Records supplied:
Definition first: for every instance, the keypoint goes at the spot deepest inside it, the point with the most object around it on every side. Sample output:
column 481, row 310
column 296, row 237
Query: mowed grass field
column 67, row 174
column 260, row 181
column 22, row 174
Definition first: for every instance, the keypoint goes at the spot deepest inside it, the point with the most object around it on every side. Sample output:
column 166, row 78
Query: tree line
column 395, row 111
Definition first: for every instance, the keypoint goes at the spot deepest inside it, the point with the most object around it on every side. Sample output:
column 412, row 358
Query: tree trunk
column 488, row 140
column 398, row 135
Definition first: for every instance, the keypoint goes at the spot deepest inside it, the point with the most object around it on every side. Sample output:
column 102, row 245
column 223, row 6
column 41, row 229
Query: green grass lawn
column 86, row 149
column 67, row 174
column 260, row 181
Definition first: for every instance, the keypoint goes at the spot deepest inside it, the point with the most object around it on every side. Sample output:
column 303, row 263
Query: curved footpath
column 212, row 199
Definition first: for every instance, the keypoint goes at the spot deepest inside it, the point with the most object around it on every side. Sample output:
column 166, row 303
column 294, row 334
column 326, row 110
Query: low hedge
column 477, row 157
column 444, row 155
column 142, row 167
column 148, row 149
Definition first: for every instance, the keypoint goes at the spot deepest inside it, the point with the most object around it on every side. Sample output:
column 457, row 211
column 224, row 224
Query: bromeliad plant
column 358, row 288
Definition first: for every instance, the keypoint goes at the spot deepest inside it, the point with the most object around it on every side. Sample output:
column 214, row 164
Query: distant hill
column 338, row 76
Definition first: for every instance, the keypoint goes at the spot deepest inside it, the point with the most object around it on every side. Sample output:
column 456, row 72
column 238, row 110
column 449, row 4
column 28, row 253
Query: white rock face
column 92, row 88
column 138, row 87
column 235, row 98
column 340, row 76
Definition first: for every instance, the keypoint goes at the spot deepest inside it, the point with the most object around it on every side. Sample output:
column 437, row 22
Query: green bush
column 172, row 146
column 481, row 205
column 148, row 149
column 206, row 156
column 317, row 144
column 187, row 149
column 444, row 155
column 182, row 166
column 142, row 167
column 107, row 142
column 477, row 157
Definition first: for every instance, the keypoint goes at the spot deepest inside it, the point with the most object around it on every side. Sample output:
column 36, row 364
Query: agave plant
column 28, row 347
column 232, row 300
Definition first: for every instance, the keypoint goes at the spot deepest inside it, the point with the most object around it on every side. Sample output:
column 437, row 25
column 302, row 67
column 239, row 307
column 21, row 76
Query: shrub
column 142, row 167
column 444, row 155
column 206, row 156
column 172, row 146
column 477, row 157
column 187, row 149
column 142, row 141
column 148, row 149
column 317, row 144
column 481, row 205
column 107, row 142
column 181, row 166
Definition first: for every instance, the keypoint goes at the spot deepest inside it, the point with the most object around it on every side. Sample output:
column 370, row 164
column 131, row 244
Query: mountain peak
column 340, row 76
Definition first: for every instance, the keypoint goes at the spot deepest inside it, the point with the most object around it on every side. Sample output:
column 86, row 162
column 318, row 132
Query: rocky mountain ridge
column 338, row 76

==

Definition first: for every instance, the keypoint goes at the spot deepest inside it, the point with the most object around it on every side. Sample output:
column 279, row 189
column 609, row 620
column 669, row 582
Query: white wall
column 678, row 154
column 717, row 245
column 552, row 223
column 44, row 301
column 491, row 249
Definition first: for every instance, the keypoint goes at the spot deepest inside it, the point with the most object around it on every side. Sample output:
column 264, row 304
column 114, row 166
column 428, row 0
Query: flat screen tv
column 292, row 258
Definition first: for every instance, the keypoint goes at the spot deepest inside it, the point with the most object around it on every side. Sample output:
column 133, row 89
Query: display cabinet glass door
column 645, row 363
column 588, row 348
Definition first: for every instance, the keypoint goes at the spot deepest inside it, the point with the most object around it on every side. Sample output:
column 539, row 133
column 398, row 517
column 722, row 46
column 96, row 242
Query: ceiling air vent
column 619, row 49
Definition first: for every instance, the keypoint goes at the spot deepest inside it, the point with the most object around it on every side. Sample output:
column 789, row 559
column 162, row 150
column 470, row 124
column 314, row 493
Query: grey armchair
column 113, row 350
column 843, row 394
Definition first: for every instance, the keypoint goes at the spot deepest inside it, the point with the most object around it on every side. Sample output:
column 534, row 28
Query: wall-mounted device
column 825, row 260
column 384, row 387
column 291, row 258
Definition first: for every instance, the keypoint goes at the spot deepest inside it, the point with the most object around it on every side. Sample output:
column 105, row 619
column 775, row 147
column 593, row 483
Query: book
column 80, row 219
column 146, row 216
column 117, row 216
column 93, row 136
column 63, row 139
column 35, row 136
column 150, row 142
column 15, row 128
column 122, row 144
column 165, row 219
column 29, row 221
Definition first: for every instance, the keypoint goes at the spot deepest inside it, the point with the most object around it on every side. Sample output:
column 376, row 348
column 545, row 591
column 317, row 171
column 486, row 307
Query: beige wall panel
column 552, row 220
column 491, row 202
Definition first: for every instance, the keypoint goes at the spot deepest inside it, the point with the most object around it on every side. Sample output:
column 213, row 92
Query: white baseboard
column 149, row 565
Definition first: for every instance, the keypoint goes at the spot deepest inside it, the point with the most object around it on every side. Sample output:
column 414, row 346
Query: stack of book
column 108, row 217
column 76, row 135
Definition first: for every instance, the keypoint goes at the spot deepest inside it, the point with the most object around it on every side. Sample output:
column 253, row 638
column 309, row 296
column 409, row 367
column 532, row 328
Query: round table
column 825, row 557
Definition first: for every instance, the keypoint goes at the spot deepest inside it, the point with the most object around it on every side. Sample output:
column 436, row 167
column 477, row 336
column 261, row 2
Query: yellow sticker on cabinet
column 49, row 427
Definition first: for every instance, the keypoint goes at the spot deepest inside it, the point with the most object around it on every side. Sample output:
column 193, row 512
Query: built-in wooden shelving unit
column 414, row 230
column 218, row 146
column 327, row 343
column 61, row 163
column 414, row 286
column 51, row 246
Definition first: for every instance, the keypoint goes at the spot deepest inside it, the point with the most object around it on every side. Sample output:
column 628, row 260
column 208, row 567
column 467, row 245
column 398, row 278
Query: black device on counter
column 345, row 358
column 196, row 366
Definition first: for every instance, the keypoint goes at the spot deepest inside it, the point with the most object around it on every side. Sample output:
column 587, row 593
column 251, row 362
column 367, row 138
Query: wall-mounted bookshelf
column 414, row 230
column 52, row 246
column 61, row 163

Work task: Take the lines above from the one containing "column 481, row 310" to the one containing "column 166, row 303" and retype them exactly, both ends included, with nothing added.

Solution to this problem:
column 481, row 310
column 296, row 237
Query: mowed grass field
column 67, row 174
column 260, row 181
column 22, row 174
Definition first: for every instance, the keypoint goes at the spot deepest inside it, the point with the most object around it on every side. Sample output:
column 166, row 78
Query: tree line
column 395, row 111
Definition first: for every instance, the keypoint goes at the spot deepest inside it, the point with the most object around it on every side. Sample output:
column 412, row 358
Query: tree trunk
column 488, row 140
column 398, row 135
Definition first: for every instance, the keypoint goes at the spot deepest inside it, the point with the most object around it on every side. Sample output:
column 102, row 245
column 223, row 6
column 41, row 229
Query: green grass lawn
column 86, row 149
column 67, row 174
column 260, row 181
Definition first: for every instance, the keypoint goes at the spot deepest inside it, the point with the most object around it on every side. Sample output:
column 303, row 263
Query: curved footpath
column 212, row 199
Definition first: for every instance, the keypoint goes at the spot deepest inside it, the point with the most object around it on every side. Sample output:
column 166, row 303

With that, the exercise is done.